Wednesday, September 02, 2009

zero population and zero oil growth

EnergyBulletin | In 2007-2008 using FAO and IFPRI data, the number of people facing acute food shortage or starvation increased by about 9% to attain more than 950 million. The same year, the last year of what is called 'vigorous' global economic growth before the present crisis, the world economy grew by about 4% using IMF data. Summarizing: 4% global economy growth produced 9% more starving people.

To be sure, this reality can be swept aside as a problem of income distribution, piranha capitalism, bad technology, inappropriate crops, or whatever, necessitating yet more economic growth to resolve. More economic growth, the prayer wheel continues, is facilitated or even directly generated by population growth. The same type of logic reversals and acts of faith, we can note, have always been a basis for religious philiosophy, for example the agonizing question of the ranks and types of angels, why some are not good and their messenger role for connecting us to God, or not.

Eating Oil: For How Much Longer?
The simple fact that "belle epoque" economic growth in 2007-2008 was far outstripped by the increase in numbers of starving people underlines an uncomfortable reality for population boomers. Economic growth does not at all guarantee that people eat, let alone eat more. Also, we can note, the most basic cause in history for population declines is neither disease nor war - but food shortage.

The vast majority of starving persons in today's world are poor and exist outside the mainly white OECD countries. The OECD countries are still able to generate food surpluses, and food linked problems include mass obesity and transgenic animal-human crossover viruses brewed by Belsen agriculture, pesticides, and agrochemicals. How the OECD countries are presently still able to attain or create food surpluses is very simple to explain: they burn a lot more oil than poor countries. Whatever the calls for Green Energy, in the OECD countries of the real world present, OECD national food production in the real world present is totally oil dependent.

In some countries of the OECD, specially Japan, this has attained extreme highs, Japan using an average of more than 12 barrels direct oil consumption per hectare (about 80 GJ) for rice production each year. If the new Democratic Party government obtains its way, and succeeds in inciting Japanese families to reproduce French-style or US-style and achieve French or US population growth (about 0.6 million a year for France and 2.8 million a year for the USA) Japan's agricultural oil burn will inexorably rise, barring green tech miracles.

^^^^

- [Task to carry out]: Could you copy the article on population and oil growth from the words "The vast majority" through "totally oil dependent.", changing every "food surpluses" to "surplus food"?

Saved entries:
^^^^

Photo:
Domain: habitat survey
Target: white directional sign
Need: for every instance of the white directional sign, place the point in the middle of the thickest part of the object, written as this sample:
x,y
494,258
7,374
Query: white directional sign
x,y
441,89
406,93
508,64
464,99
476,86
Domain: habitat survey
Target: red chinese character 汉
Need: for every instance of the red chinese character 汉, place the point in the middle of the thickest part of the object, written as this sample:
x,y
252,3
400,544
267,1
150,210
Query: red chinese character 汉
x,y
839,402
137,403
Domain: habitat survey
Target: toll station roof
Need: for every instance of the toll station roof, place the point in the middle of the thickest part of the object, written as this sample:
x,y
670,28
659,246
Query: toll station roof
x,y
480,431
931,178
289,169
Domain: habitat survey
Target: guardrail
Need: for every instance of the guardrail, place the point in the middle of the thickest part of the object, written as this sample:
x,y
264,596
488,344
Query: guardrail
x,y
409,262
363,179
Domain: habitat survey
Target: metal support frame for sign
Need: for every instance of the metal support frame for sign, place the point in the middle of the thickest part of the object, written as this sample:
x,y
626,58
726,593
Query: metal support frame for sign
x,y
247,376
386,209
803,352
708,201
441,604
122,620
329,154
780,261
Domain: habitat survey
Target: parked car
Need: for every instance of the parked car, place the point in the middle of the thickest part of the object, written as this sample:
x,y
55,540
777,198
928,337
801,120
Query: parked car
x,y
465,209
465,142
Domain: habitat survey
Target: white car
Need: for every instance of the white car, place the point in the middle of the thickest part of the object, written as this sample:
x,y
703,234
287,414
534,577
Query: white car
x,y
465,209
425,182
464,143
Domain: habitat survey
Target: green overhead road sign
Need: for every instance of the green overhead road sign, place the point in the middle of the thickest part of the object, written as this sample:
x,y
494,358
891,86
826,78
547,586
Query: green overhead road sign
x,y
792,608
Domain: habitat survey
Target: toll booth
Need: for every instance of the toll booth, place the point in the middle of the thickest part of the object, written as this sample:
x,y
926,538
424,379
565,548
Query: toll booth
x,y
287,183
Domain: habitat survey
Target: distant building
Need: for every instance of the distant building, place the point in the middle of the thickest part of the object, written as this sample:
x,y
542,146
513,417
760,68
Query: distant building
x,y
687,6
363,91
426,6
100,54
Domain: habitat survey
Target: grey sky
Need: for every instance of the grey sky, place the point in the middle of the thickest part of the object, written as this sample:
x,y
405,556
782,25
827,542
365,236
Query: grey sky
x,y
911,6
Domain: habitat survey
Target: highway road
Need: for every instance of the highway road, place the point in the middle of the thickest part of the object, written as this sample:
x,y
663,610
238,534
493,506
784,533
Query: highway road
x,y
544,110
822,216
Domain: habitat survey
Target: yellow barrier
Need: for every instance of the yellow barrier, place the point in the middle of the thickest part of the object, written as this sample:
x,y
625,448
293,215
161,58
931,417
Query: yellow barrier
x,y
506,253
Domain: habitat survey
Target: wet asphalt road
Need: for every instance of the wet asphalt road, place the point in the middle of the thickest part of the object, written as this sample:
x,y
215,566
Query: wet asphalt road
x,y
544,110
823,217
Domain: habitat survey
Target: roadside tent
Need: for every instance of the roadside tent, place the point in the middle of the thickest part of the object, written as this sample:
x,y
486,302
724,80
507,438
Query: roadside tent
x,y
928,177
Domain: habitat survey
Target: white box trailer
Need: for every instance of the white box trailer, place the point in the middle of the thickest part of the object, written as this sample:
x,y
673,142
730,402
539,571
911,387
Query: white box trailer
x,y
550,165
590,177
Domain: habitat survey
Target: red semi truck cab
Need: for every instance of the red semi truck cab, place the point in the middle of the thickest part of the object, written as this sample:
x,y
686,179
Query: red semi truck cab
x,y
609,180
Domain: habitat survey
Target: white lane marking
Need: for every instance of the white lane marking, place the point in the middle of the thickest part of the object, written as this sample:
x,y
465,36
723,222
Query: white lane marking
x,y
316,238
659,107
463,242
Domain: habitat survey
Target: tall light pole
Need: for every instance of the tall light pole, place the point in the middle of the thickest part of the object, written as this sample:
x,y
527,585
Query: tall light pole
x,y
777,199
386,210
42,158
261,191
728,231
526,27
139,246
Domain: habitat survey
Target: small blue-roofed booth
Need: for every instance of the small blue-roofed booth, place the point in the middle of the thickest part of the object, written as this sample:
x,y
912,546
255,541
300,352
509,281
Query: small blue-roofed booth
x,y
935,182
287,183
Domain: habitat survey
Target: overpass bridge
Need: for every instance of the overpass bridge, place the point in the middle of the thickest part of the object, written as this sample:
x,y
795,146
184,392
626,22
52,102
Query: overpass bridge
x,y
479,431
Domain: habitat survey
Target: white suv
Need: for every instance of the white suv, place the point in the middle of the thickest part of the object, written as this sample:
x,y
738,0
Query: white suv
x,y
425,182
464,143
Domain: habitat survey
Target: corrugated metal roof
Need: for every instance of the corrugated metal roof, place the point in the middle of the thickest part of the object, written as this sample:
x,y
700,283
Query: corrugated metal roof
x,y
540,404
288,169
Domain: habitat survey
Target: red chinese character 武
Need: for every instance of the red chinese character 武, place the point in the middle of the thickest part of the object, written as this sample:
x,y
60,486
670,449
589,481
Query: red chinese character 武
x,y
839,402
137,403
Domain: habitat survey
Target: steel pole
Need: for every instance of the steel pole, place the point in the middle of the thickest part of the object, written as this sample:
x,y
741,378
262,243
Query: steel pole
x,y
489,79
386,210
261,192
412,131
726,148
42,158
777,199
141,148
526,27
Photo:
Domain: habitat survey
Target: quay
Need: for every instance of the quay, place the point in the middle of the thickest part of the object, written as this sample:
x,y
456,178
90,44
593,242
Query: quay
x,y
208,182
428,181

^^^^

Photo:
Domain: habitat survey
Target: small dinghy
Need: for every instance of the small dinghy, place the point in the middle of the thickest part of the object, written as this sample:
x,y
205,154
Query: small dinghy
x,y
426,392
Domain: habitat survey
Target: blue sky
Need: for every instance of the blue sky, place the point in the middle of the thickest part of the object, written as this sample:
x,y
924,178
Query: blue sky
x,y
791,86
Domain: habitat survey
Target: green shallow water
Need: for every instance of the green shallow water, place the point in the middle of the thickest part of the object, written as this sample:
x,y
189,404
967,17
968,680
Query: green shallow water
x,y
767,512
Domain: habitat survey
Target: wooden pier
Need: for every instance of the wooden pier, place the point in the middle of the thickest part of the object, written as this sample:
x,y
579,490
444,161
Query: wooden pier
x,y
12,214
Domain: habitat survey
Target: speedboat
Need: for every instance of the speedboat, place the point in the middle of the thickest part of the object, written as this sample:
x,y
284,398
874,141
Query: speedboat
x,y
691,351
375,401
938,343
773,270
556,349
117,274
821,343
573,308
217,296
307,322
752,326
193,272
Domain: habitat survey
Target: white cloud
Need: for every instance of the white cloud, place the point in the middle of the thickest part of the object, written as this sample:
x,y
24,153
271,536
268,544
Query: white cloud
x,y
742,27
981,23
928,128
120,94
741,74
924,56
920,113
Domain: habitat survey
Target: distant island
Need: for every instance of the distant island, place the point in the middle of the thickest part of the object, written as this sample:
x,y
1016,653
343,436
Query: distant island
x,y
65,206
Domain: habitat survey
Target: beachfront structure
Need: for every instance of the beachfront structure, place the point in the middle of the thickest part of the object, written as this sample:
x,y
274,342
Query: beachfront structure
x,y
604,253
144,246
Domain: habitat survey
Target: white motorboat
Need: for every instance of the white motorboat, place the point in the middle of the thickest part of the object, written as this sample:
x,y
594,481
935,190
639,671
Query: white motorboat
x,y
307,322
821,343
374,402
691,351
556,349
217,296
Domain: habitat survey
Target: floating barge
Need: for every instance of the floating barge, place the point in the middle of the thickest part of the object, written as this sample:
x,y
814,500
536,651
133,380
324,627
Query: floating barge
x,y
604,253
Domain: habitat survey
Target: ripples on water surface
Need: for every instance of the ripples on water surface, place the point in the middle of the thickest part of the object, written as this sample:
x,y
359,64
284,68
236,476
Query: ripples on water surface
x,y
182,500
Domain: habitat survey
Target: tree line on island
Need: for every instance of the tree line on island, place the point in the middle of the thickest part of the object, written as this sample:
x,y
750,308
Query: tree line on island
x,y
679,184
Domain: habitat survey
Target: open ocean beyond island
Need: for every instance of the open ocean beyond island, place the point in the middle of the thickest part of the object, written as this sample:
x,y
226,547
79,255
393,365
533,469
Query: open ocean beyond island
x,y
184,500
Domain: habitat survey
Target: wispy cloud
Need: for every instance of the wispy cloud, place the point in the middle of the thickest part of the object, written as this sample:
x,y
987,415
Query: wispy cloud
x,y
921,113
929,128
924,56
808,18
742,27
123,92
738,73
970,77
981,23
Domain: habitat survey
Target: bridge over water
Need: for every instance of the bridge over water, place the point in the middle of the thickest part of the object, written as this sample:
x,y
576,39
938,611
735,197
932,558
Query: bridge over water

^^^^

- [Answer to the problem]:
The vast majority of starving persons in today's world are poor and exist outside the mainly white OECD countries. The OECD countries are still able to generate surplus food, and food linked problems include mass obesity and transgenic animal-human crossover viruses brewed by Belsen agriculture, pesticides, and agrochemicals. How the OECD countries are presently still able to attain or create surplus food is very simple to explain: they burn a lot more oil than poor countries. Whatever the calls for Green Energy, in the OECD countries of the real world present, OECD national food production in the real world present is totally oil dependent.